提供テキスト.
········
(58)【調査した分野】(Int.Cl.,DB名)
【発明の概要】
【0008】
本発明の一部の実施形態では、カット石を撮像する方法を提供する。該方法は、a)カット石のオリエンテーション(向き付け)を識別するステップと、b)オリエンテーションに従ってカット石のボリュメトリックモデルを形成するステップと、c)カット石を中心とする複数の観察角度からカット石の複数の画像を取得するステップと、d)ボリュメトリックモデルを使用して複数の画像からカット石を表わす複数のセグメントをクロッピングするステップと、e)複数のセグメントからカット石のボリュメトリック画像を生成するステップとを含む。
【0009】
任意選択的に、該方法はさらに、複数の観察角度のいずれからでもカット石の撮像を可能にするように、ボリュメトリック画像を提示するステップを含む。
【0010】
任意選択的に、複数のセグメントは第1配置のカット石を表わし、該方法はさらに、カット石を第2位置に再配置するステップと、b)〜d)を繰り返して、第2配置のカット石を表わす複数の追加セグメントを形成するステップを含み、生成ステップは、複数のセグメントと複数の追加セグメントとをマージしてボリュメトリック画像を生成するステップを含む。
【0011】
さらに任意選択的に、生成ステップは、複数のセグメントと複数の追加セグメントとを相関させるステップを含む。
········
項目の抜粋.
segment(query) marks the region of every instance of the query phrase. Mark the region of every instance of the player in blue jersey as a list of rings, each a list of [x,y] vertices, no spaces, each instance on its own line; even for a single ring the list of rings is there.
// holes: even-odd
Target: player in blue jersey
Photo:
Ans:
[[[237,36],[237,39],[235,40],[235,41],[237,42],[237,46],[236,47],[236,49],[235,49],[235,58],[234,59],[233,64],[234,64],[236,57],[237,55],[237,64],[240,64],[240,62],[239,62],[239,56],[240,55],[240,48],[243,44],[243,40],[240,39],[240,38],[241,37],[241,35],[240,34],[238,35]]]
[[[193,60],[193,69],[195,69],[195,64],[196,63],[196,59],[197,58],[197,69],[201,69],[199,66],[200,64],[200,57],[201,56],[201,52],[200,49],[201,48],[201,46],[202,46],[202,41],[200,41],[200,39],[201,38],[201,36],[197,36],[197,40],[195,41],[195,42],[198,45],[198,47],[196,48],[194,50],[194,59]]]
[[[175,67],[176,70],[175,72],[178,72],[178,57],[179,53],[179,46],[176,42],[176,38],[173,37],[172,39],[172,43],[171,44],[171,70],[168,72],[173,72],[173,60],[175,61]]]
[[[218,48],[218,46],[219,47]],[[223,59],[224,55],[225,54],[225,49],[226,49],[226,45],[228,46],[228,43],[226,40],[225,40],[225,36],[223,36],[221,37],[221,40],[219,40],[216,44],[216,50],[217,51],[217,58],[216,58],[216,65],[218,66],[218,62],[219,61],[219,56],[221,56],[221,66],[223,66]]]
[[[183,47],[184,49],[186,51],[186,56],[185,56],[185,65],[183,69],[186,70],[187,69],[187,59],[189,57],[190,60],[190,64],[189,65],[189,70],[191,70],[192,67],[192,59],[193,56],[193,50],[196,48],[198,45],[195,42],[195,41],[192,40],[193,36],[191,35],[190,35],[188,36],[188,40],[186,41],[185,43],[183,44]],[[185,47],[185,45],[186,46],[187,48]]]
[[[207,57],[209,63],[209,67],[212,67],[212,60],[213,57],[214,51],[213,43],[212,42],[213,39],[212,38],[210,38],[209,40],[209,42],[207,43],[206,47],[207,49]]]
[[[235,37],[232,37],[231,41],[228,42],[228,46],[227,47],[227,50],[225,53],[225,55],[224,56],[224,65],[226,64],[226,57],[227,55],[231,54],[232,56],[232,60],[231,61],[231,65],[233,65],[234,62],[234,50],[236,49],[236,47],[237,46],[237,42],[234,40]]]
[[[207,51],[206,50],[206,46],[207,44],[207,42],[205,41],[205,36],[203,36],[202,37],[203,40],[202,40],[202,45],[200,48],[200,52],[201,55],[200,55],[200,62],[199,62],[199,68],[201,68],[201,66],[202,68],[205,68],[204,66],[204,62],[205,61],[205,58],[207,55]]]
········
課題の内容.
1. カット石の撮像方法を述べた文章の「(58)【調査した分野】(Int.Cl.,DB名)」から「を生成するステップとを含む。」までを、「カット石」を「宝石」に入れ替えて書き直してください。
2. カット石の撮像方法を述べた文章について、最後の文の後に来る部分を書き進めてください。

結果一覧.
1.
(58)【調査した分野】(Int.Cl.,DB名)
【発明の概要】
【0008】
本発明の一部の実施形態では、宝石を撮像する方法を提供する。該方法は、a)宝石のオリエンテーション(向き付け)を識別するステップと、b)オリエンテーションに従って宝石のボリュメトリックモデルを形成するステップと、c)宝石を中心とする複数の観察角度から宝石の複数の画像を取得するステップと、d)ボリュメトリックモデルを使用して複数の画像から宝石を表わす複数のセグメントをクロッピングするステップと、e)複数のセグメントから宝石のボリュメトリック画像を生成するステップとを含む。

2.
【0012】
任意選択的に、識別ステップは、カット石を中心とする複数の視点からカット石の複数の較正画像を取得するステップと、複数の較正画像の解析に従ってオリエンテーションを推定するステップとを含む。
【0013】
任意選択的に、形成ステップは、カット石を中心とする複数の視点からカット石の複数のモデリング画像を取得するステップと、複数のモデリング画像の解析に従ってボリュメトリックモデルを形成するステップとを含む。
【0014】
さらに任意選択的に、識別ステップは、オリエンテーションに従って走査経路を計算するステップと、少なくとも1つの画像センサを操作して、走査経路に従って複数のモデリング画像を取得するステップとを含む。
【0015】
任意選択的に、取得ステップは、少なくとも1つの画像センサを操作して、ボリュメトリックモデルおよびオリエンテーションの少なくとも一方に従って複数の画像を取得することによって実行される。
【0016】
任意選択的に、取得ステップは、カット石を中心とする仮想球体の表面上の複数の観察角度から複数の画像を取得することを含む。
【0017】
任意選択的に、該方法はさらに、複数の反射要素から拡散される光をカット石に照射するステップを含む。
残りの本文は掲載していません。